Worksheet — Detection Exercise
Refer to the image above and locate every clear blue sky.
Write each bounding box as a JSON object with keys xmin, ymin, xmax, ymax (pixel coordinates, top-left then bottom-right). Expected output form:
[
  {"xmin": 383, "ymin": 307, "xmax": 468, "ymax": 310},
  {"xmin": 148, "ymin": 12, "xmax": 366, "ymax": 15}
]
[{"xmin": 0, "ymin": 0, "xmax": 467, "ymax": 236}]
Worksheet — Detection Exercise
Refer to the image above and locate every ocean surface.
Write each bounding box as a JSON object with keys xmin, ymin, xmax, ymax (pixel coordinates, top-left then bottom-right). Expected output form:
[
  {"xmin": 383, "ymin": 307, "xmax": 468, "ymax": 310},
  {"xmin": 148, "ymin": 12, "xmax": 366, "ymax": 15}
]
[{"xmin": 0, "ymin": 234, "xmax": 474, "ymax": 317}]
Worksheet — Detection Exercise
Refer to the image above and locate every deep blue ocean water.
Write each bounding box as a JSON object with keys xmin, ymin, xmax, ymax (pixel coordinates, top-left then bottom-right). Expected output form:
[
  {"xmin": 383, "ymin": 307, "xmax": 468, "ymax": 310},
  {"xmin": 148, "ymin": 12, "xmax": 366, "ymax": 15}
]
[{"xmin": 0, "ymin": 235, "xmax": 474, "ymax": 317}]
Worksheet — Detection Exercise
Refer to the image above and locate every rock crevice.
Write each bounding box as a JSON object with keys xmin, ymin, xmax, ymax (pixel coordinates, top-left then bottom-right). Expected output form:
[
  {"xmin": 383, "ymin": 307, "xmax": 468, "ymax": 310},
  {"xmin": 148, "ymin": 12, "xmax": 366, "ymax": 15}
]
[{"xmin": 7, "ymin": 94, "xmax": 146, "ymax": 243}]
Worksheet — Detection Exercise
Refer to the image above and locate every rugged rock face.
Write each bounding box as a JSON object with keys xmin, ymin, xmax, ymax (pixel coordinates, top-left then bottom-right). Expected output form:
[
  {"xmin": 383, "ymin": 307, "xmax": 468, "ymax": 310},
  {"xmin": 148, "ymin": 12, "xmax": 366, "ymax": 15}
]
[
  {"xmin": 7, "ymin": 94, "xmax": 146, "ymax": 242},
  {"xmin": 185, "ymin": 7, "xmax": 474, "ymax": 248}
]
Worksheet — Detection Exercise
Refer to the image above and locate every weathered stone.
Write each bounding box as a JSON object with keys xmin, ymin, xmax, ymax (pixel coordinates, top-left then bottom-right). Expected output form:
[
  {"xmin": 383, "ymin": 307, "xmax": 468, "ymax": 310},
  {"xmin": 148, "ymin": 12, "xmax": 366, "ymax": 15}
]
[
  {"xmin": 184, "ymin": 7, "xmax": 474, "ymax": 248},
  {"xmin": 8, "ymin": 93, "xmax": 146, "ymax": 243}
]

•••••

EXERCISE TASK:
Please show every line of the material above that contains the word "Refer", copying each line in full. Case counts.

SOLVED PROBLEM:
Refer to the image above and locate every clear blue sky.
Refer to the image above and locate every ocean surface.
Refer to the image above and locate every deep blue ocean water.
Refer to the image above and locate every rock crevice.
Refer to the image above and locate every rugged rock face.
Refer to the image above and locate every weathered stone.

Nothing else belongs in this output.